> Bereitgestellter Text
******************************

Plakat mit Zugtoilette ist Kunstprojekt

20.08.2020, 15:29 (CEST)

Ein Plakat zeigt eine Zugtoilette und fordert: «Maske vergessen? Dann müssen Sie jetzt dieses WC mit Ihrer Zunge reinigen.» So sei es in den neuen Allgemeinen Geschäftsbedingungen vorgesehen. Das Plakat ist im Corporate Design der Deutschen Bahn gestaltet. In den sozialen Netzwerken wird es von einigen als offizielle Kampagne des Unternehmens bezeichnet und harsch kritisiert: «Das Denunzianten- und Ausgrenzungsklima wird weiter angeheizt. Schämt Euch!», heißt es etwa in einem Facebook-Post.

BEWERTUNG: Das Plakat ist ein Kunstprojekt von «Dies Irae». Die Deutsche Bahn teilte mit, dass es sich um keine offizielle Kampagne des Unternehmens handle.

******************************

> Aufgabe 1
Ändere in den Datenzeilen von der Zeile mit „bouquet, one per instance“ bis zum Ende der Datenzeilen „pin“ zu „dot“, und gib nur diese Zeilen sonst unverändert wieder.

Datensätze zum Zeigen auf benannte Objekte
******************************

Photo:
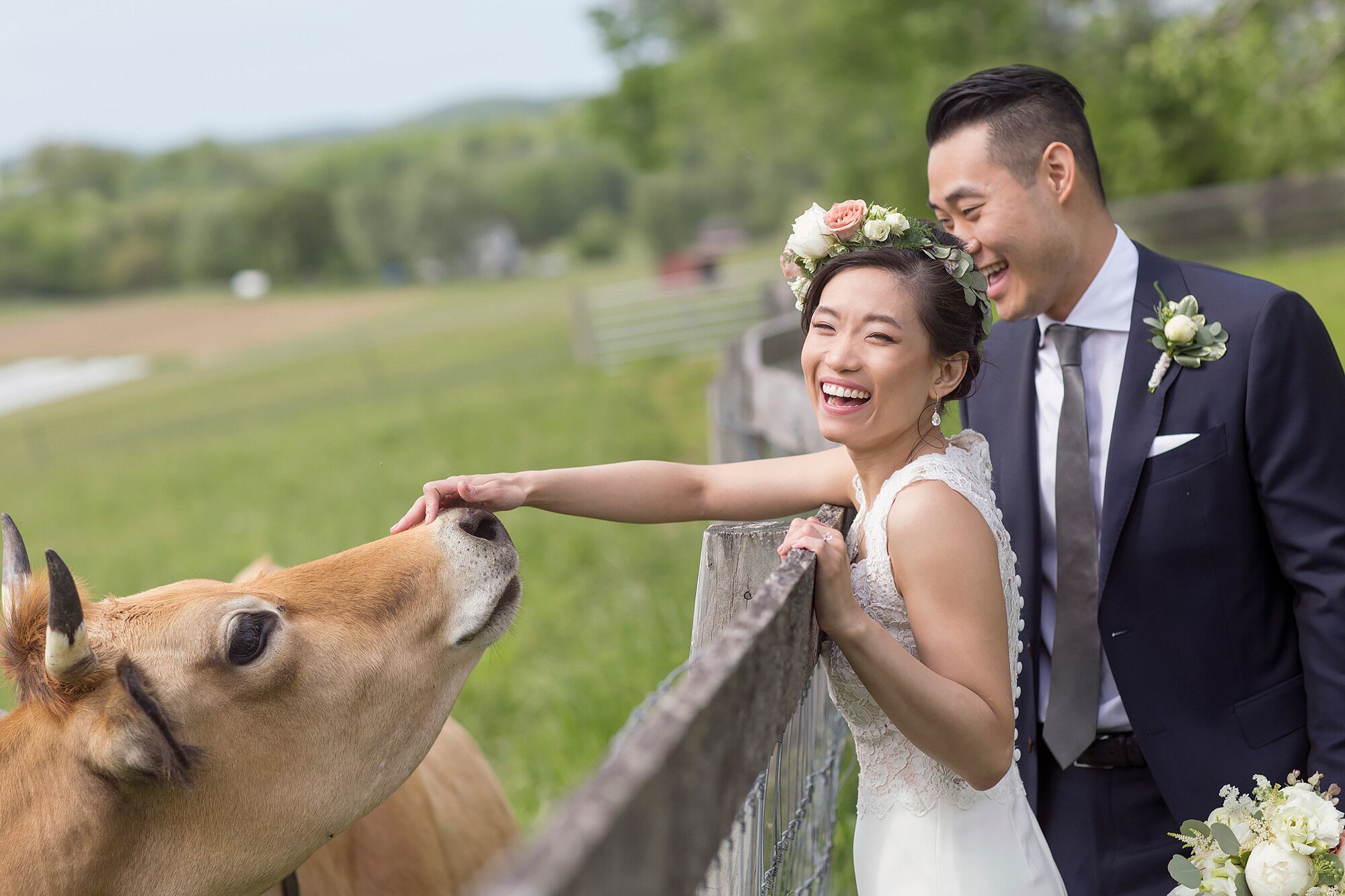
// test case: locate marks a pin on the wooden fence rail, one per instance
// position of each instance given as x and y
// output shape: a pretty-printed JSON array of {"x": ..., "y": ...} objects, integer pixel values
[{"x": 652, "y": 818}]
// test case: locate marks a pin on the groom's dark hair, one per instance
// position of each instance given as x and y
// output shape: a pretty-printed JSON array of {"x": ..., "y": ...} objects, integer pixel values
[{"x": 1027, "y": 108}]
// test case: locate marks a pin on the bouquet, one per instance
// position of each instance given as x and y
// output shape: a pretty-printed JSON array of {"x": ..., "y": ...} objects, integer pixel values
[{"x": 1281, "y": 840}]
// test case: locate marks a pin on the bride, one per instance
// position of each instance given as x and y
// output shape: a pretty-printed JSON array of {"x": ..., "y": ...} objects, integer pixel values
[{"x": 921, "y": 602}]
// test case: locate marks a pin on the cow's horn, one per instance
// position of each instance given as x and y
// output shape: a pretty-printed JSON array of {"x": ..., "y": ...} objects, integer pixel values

******************************

> Aufgabe 2
Schreibe den Text über das Plakat mit der Zugtoilette nach seinem letzten Satz weiter.

> Ergebnis der Übung 1
// test case: locate marks a dot on the bouquet, one per instance
// position of each instance given as x and y
// output shape: a pretty-printed JSON array of {"x": ..., "y": ...} objects, integer pixel values
[{"x": 1281, "y": 840}]
// test case: locate marks a dot on the bride, one per instance
// position of each instance given as x and y
// output shape: a pretty-printed JSON array of {"x": ..., "y": ...} objects, integer pixel values
[{"x": 921, "y": 602}]
// test case: locate marks a dot on the cow's horn, one per instance
// position of each instance given as x and y
// output shape: a pretty-printed JSON array of {"x": ..., "y": ...} objects, integer pixel values

> Ergebnis der Übung 2
FAKTEN: Am 15. August 2020 wurde auf dem Facebook-Account «Dies Irae» das Plakat mit der Zugtoilette veröffentlicht. Unter der Schlagzeile, dass jemand ohne Maske als Strafe eine Toilette mit der Zunge reinigen müsse, geht ein längerer Text auf das Masken-Verweigern ein: «Sie rollen mit den Augen, wenn eine Zugbegleitung Sie darum bittet die Maske aufzusetzen? Nehmen Sie mal die Perspektive der Zugbegleitung ein: (...) Was tun, wenn man kein*e Grundschullehrer*in ist, aber trotzdem eine unverbesserliche Meute bitten muss, Grundregeln des Alltags einzuhalten? Wie viel Lust haben Sie auf den nächsten Lockdown und drohende Kurzarbeit?»

Den Informationen bei Facebook ist zu entnehmen, dass es sich bei «Dies Irae» um einen Künstler-Account handelt, der Adbusting (zusammengesetzt aus den englischen Wörtern ad = Werbung und bust = kaputt machen) betreibt.

Auch bei Twitter verbreitete «Dies Irae» das satirische Plakat, ebenfalls am 15. August. Dort reagierte die Deutsche Bahn zwei Tage danach auf die Aktion: Sie schrieb, dass es sich um keine offizielle Kampagne der DB handle. «Inhaltlich gehen wir allerdings mit. Und an die Toiletten müssen wir wohl nochmal ran...»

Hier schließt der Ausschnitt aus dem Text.